Excerpted passage:
■ ■ ■ ■

|During the months of July and August the staff of Fisheries Management Area 5 with assistance from the Monroe County Conservation District (Monroe County streams only) conducted surveys on the following streams: Kistler Run, Wolf Swamp Run, and Jeans Run. The surveys were performed as part of a 5-year assessment of trout populations in streams managed under the Wild Brook Trout Enhancement Program. Previously established sites, one per stream, were re-examined during this period. The length of each sample site was 300 m (328 yards). Additional surveys will be conducted to monitor wild brook trout populations in these streams in 2008 and 2010.

■ ■ ■ ■

[Records from a data collection]
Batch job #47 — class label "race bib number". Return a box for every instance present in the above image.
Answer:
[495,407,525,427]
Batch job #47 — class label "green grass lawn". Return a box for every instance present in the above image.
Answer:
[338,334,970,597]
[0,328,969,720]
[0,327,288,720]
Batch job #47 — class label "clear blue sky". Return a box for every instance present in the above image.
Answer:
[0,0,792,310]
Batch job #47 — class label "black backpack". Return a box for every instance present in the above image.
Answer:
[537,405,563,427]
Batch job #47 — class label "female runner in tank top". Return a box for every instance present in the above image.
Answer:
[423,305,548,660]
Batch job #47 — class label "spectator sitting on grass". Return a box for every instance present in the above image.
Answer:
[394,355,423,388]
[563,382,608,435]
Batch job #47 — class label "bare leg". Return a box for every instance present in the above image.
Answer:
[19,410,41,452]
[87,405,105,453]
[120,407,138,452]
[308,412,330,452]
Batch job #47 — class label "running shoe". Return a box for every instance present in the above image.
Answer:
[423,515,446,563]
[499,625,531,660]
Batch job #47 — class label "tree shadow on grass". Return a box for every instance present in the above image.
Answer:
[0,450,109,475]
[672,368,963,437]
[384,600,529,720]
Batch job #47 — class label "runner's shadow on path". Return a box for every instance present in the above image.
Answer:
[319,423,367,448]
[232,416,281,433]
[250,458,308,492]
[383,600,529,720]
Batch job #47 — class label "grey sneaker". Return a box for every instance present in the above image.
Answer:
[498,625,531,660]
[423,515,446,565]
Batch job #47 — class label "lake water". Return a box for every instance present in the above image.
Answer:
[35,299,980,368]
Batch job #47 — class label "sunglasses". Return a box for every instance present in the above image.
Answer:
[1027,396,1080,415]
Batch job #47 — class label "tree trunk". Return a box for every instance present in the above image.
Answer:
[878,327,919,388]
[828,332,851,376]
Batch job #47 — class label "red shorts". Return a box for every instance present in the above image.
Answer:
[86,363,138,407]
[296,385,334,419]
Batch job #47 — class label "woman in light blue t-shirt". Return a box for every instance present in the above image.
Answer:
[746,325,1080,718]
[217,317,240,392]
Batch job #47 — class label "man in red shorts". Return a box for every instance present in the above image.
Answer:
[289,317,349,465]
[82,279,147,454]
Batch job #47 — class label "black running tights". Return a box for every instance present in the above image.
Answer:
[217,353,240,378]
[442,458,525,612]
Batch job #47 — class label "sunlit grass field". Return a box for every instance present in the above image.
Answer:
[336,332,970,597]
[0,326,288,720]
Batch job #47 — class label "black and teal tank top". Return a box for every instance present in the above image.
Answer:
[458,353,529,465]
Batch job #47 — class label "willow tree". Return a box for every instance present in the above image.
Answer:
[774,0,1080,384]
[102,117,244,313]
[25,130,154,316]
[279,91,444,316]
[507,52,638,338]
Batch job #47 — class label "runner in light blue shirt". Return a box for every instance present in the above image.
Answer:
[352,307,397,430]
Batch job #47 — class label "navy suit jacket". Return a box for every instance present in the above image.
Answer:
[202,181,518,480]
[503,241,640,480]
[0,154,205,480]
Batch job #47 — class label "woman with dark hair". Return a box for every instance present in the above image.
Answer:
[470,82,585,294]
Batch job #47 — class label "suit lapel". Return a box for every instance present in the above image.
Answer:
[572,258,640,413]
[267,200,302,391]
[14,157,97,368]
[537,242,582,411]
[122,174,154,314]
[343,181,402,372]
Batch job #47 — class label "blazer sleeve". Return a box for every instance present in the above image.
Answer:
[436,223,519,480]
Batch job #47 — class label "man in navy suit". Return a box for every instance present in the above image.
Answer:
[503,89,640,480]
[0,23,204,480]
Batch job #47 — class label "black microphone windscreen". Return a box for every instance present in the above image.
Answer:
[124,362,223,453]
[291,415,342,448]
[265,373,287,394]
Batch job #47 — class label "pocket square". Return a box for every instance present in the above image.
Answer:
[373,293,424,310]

■ ■ ■ ■

Task details: List every stream named in the trout survey report as having been surveyed in July and August.

Task solution: Kistler Run, Wolf Swamp Run, Jeans Run